DATA FOR THIS TASK »
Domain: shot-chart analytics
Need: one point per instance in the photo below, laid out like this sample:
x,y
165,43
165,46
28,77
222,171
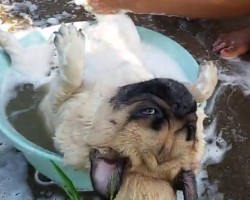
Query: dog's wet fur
x,y
141,141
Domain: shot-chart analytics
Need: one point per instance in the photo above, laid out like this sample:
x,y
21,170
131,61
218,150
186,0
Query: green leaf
x,y
68,187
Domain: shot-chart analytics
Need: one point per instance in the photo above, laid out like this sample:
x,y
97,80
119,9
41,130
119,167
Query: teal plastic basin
x,y
39,157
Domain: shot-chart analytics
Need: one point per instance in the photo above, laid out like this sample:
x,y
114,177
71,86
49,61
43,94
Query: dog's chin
x,y
106,173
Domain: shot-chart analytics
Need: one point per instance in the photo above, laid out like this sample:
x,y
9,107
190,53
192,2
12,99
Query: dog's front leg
x,y
206,83
12,47
70,46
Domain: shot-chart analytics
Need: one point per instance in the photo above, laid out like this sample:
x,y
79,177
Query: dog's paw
x,y
207,80
5,39
70,45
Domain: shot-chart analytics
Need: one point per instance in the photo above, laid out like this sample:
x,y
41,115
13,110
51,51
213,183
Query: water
x,y
228,179
23,114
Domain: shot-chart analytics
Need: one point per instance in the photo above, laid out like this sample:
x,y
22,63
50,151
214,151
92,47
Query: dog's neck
x,y
136,186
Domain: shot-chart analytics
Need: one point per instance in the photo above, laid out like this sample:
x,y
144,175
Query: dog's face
x,y
153,130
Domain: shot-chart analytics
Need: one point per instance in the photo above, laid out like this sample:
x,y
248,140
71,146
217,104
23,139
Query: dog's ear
x,y
186,182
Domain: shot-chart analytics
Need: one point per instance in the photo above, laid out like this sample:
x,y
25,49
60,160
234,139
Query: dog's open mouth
x,y
106,172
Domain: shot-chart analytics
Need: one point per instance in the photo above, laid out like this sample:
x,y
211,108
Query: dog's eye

EXERCISE DESCRIPTION » Write out each entry exactly as given, but skip the pictures.

CORRECT ANSWER »
Domain: shot-chart analytics
Need: one point per instance in the photo below, laid out like this sample:
x,y
165,43
165,46
28,77
222,171
Query: dog's wet fur
x,y
141,141
Domain: shot-chart analytics
Need: one point per instance in the photo above, laid out like this sample:
x,y
21,170
131,61
218,150
186,0
Query: green leaf
x,y
68,187
Domain: shot-chart analytics
Need: one point per instance in the photo above, laid out like this sample:
x,y
97,80
119,9
41,130
119,167
Query: teal plastic basin
x,y
39,157
Domain: shot-chart analytics
Need: one point per instance in the photo above, laid out like this sample:
x,y
114,177
71,86
49,61
43,94
Query: dog's chin
x,y
106,173
Domain: shot-chart analytics
Need: one point per instance in the photo above, laid out like this sample:
x,y
9,107
190,53
192,2
12,99
Query: dog's front leg
x,y
206,83
12,47
70,46
Domain: shot-chart analytics
Need: one point per instance in the photo above, laid out like this sample:
x,y
79,177
Query: dog's paw
x,y
207,80
5,39
70,45
Domain: shot-chart analytics
Need: one point per instance in the photo above, laid out like this sample:
x,y
41,115
13,110
51,51
213,183
Query: water
x,y
228,179
23,114
Domain: shot-chart analytics
Need: one point per instance in the photo above, laid out like this sample:
x,y
22,63
50,151
214,151
92,47
Query: dog's neck
x,y
136,186
Domain: shot-chart analytics
Need: one point per instance in the photo above, laid out like this sample:
x,y
144,175
Query: dog's face
x,y
153,130
Domain: shot-chart analytics
Need: one point per instance in the photo above, laid out like this sample:
x,y
248,140
71,146
217,104
23,139
Query: dog's ear
x,y
186,182
Domain: shot-chart analytics
Need: one point per instance in the photo above, laid out like this sample:
x,y
25,49
60,160
234,139
Query: dog's open mouth
x,y
106,172
Domain: shot-chart analytics
Need: one point per instance in the photo above, laid out like this sample:
x,y
211,108
Query: dog's eye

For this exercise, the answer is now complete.